**ESTRATTO DEL TESTO:**
PARTITO DELLA FERMEZZA, PESCI IN BARILE E PARACULI


Dopo le scontate dichiarazioni del triciclo, il primo a pronunciarsi è stato Bertinotti, opportunamente invitato da Vespa. Con i terroristi non si tratta. Egli è arrivato a consigliare (come fece Ulisse con gli amici) al governo di tapparsi le orecchie per non ascoltare le sirene dei terroristi. Dunque nessuna manifestazione entro il 30 aprile.

Il secondo è stato Bernocchi. Ritenendo la richiesta del gruppo iracheno paradossale e inquietante, anche per lui la manifestazione entro il 30 aprile non va fatta, perché (accipicchia!) noi le manifestazioni le abbiamo sempre fatte e non ce le facciamo dettare da nessuno: quindi si va al primo maggio.

Chiunque abbia un briciolo di intelligenza politica capisce i motivi opportunistici che hanno portato Bertinotti e Bernocchi a bloccare qualsiasi mobilitazione “specifica”. Bertinotti aspetta che l’Europa, vestita Onu, rientri nel gioco iracheno e quindi non può, in quanto terminale di sinistra di Prodi, consentire precipitazioni non controllabili. Il povero Bernocchi vive delle elemosine del “social forum” e quindi non può permettersi strappi.

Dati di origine
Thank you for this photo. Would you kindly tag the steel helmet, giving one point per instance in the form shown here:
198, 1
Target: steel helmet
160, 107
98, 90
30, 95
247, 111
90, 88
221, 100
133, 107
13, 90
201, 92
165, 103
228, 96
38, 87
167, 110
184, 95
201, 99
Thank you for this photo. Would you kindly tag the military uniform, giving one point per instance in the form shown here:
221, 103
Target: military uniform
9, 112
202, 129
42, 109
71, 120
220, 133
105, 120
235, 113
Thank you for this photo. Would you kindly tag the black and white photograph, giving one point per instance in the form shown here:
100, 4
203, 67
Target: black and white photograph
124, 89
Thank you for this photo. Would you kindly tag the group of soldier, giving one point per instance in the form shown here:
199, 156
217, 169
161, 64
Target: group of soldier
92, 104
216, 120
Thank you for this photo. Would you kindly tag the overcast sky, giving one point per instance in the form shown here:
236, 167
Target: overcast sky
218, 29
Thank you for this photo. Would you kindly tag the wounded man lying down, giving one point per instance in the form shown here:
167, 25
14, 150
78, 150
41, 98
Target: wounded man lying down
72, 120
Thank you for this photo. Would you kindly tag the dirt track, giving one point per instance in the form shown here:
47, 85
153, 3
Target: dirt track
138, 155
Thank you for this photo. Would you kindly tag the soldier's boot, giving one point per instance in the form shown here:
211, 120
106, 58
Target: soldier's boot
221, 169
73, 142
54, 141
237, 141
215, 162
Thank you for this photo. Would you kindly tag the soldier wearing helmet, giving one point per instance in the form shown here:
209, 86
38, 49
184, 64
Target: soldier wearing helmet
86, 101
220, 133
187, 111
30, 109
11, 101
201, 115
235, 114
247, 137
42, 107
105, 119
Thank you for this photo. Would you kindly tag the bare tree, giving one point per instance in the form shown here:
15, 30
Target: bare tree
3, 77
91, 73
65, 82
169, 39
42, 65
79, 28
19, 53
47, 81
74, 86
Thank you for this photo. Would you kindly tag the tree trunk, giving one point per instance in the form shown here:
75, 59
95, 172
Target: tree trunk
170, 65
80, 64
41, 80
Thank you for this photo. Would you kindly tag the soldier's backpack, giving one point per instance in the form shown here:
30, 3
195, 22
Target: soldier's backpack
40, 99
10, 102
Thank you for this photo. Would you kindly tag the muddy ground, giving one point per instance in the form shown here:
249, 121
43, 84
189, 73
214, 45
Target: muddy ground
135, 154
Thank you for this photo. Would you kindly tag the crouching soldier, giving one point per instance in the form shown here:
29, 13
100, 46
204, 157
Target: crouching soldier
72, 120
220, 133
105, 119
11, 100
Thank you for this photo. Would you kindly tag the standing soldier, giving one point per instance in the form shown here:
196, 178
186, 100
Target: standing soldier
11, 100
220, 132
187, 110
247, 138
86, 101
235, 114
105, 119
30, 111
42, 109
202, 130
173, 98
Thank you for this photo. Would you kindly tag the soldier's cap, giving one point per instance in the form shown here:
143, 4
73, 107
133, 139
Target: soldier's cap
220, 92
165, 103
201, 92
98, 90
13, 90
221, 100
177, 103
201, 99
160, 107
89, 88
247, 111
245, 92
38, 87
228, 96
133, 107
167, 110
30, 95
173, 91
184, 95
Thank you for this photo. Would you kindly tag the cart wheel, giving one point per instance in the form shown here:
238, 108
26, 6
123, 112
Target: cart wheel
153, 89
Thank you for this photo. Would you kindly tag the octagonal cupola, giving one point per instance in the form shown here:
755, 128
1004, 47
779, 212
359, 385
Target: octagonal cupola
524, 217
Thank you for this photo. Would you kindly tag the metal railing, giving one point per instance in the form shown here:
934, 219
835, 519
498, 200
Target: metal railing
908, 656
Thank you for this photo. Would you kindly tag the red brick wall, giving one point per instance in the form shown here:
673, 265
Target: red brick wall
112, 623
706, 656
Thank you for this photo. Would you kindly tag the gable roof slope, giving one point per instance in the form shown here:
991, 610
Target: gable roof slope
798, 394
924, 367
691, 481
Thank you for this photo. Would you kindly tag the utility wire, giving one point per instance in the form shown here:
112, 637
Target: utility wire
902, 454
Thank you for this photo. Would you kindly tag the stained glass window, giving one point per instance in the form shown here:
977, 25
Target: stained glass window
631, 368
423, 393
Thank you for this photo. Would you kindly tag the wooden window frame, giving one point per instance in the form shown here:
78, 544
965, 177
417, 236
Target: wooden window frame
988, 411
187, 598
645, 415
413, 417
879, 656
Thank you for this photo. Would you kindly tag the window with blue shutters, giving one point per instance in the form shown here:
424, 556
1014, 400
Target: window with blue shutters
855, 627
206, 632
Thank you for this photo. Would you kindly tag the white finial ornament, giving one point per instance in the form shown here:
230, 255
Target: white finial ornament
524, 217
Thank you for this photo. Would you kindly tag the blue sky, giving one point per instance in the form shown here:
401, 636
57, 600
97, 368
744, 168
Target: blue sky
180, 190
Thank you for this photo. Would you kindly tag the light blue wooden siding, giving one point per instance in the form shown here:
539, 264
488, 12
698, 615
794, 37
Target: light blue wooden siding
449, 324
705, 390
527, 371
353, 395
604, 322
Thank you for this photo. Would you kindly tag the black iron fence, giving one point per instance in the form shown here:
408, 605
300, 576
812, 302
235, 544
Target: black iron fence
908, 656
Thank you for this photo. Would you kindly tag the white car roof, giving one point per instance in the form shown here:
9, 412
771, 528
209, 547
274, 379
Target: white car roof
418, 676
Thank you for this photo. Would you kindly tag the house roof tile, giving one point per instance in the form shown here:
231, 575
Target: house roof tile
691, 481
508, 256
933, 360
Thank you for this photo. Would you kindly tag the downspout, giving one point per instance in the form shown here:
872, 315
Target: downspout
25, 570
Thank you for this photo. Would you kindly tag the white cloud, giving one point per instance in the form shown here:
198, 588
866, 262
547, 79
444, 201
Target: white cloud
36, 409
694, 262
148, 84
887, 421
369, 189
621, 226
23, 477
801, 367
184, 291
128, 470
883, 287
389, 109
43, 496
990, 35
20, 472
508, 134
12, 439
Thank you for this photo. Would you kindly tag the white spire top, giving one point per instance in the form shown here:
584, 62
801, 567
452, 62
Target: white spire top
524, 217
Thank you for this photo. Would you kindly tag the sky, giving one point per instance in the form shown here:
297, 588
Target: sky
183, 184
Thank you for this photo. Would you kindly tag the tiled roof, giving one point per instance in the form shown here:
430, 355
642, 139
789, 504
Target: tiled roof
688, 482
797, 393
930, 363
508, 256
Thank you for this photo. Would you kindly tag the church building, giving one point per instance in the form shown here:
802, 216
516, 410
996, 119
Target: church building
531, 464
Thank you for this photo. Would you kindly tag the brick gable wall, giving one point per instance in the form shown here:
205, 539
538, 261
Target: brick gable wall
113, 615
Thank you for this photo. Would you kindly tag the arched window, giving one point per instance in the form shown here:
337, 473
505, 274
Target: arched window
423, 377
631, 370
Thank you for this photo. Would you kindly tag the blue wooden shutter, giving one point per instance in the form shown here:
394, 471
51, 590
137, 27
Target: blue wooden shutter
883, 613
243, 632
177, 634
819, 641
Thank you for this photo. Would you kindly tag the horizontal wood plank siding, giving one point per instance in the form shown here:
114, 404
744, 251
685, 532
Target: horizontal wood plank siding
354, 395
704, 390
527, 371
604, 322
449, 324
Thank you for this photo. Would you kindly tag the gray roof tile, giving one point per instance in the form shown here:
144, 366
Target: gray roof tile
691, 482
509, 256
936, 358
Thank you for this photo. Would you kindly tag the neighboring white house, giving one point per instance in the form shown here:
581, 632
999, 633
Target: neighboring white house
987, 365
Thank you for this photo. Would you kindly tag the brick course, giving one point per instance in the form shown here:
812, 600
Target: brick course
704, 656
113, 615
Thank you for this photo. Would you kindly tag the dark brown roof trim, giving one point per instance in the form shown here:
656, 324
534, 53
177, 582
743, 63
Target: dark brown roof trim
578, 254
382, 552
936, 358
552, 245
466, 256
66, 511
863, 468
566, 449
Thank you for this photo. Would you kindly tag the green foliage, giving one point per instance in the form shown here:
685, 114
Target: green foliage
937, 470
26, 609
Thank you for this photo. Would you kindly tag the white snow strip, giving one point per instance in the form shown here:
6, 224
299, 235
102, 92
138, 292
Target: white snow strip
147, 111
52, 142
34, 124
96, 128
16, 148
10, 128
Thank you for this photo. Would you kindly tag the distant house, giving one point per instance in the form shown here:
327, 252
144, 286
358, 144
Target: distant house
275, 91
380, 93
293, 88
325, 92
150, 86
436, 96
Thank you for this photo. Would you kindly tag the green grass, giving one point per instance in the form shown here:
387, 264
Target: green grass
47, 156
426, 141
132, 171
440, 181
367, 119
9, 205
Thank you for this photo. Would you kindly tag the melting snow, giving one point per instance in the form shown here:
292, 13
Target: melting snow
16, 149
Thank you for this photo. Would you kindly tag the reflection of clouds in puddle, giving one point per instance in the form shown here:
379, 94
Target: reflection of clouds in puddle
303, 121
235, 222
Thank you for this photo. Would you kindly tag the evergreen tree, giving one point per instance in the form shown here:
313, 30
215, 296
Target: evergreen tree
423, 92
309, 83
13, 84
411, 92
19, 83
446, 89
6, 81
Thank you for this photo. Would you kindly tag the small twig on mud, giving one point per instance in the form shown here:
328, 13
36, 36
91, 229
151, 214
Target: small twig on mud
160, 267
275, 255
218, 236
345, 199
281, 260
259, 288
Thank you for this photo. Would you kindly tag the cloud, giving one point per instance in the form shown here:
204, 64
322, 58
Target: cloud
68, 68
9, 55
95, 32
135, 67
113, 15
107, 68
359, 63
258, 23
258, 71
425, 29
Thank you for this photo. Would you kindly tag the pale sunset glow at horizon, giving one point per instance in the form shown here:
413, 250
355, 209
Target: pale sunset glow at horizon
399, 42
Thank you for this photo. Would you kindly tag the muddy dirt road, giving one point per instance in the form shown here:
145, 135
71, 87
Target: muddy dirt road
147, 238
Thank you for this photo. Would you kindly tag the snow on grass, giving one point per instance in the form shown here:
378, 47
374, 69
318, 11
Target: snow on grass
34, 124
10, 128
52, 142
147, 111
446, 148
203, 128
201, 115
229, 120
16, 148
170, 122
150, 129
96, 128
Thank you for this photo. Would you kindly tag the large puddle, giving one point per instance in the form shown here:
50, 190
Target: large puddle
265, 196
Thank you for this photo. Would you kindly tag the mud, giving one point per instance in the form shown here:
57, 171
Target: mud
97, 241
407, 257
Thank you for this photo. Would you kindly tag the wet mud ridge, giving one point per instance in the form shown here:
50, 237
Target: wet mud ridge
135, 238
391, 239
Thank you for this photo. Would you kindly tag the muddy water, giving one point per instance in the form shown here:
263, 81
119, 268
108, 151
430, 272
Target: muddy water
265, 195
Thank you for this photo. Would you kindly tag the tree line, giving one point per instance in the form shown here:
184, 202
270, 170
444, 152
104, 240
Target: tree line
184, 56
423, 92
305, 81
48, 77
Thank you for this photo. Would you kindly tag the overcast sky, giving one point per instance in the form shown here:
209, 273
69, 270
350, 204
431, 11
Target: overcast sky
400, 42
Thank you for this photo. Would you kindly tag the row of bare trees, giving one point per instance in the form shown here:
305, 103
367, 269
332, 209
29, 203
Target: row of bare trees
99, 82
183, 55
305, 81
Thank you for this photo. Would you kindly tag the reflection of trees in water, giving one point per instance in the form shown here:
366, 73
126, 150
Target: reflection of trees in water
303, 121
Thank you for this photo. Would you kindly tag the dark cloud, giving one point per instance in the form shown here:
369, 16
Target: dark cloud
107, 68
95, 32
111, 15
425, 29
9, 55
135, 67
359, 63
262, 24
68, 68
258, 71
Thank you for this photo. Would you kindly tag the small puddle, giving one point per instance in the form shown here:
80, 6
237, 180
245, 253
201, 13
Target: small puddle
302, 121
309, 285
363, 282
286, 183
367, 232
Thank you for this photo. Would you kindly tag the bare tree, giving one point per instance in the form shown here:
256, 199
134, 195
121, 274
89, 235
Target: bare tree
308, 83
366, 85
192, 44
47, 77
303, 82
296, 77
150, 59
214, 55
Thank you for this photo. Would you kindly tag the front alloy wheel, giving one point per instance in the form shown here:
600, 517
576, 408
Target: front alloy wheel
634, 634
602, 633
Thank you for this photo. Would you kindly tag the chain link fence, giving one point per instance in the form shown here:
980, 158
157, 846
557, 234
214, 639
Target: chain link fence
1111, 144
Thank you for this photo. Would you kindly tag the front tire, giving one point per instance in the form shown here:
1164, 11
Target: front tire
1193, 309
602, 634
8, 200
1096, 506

**ATTIVITÀ DA SVOLGERE:**
a: Elenca tutti i nomi propri di persona citati nel testo sul partito della fermezza.
b: Estrai dal testo sul partito della fermezza tutto ciò che va da "Il secondo è" fino a "può permettersi strappi.", senza alcuna modifica.

**RISPOSTE COMPLETE:**
a: Bertinotti, Vespa, Ulisse, Bernocchi, Prodi.

b:
Il secondo è stato Bernocchi. Ritenendo la richiesta del gruppo iracheno paradossale e inquietante, anche per lui la manifestazione entro il 30 aprile non va fatta, perché (accipicchia!) noi le manifestazioni le abbiamo sempre fatte e non ce le facciamo dettare da nessuno: quindi si va al primo maggio.

Chiunque abbia un briciolo di intelligenza politica capisce i motivi opportunistici che hanno portato Bertinotti e Bernocchi a bloccare qualsiasi mobilitazione “specifica”. Bertinotti aspetta che l’Europa, vestita Onu, rientri nel gioco iracheno e quindi non può, in quanto terminale di sinistra di Prodi, consentire precipitazioni non controllabili. Il povero Bernocchi vive delle elemosine del “social forum” e quindi non può permettersi strappi.